Task 1
In the Java notes below, reproduce the passage from "Q6. What is" to "in the subclass." word for word.

Extract provided
"""
Q5. Write a program that shows the use of default, parameterized and copy constructors.

// Class with different types of constructors
class Person {
    // Instance variables
    private String name;
    private int age;

    // Default constructor
    public Person() {
        this.name = "Unknown";
        this.age = 0;
    }

    // Parameterized constructor
    public Person(String name, int age) {
        this.name = name;
        this.age = age;
    }

    // Copy constructor
    public Person(Person other) {
        this.name = other.name;
        this.age = other.age;
    }

    // Method to display the person's details
    public void display() {
        System.out.println("Name: " + name + ", Age: " + age);
    }
}

public class Main {
    public static void main(String[] args) {
        // Using the default constructor
        Person person1 = new Person();
        person1.display(); // Output: Name: Unknown, Age: 0

        // Using the parameterized constructor
        Person person2 = new Person("Alice", 30);
        person2.display(); // Output: Name: Alice, Age: 30

        // Using the copy constructor
        Person person3 = new Person(person2);
        person3.display(); // Output: Name: Alice, Age: 30
    }
}

Module 3

Q6. What is the use of super keyword?

The super keyword in Java is used in subclasses to access superclass members (attributes, constructors and methods).
Uses of super keyword
1. To call methods of the superclass that is overridden in the subclass.
2. To access attributes (fields) of the superclass if both superclass and subclass have attributes with the same name.
3. To explicitly call superclass no-arg (default) or parameterized constructor from the subclass constructor
Accessing Superclass Methods: When a subclass overrides a method from its superclass, the super keyword can be used to call the superclass's version of that method. This is useful for extending or modifying the behavior of the inherited method while still leveraging the original implementation.

class Parent {
    void display() {
        System.out.println("Parent class display()");
    }
}

class Child extends Parent {
    void display() {
        super.display(); // Calls the display() method of Parent class
        System.out.println("Child class display()");
    }
}
"""
(Dataset entries)
"""
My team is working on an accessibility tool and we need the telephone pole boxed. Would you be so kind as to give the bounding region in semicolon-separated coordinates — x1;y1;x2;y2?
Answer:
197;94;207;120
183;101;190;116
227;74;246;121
"""
Task 2
Pull out every line in the rows above that contains the word "pole".

Final result 1
Q6. What is the use of super keyword?

The super keyword in Java is used in subclasses to access superclass members (attributes, constructors and methods).
Uses of super keyword
1. To call methods of the superclass that is overridden in the subclass.

Final result 2
My team is working on an accessibility tool and we need the telephone pole boxed. Would you be so kind as to give the bounding region in semicolon-separated coordinates — x1;y1;x2;y2?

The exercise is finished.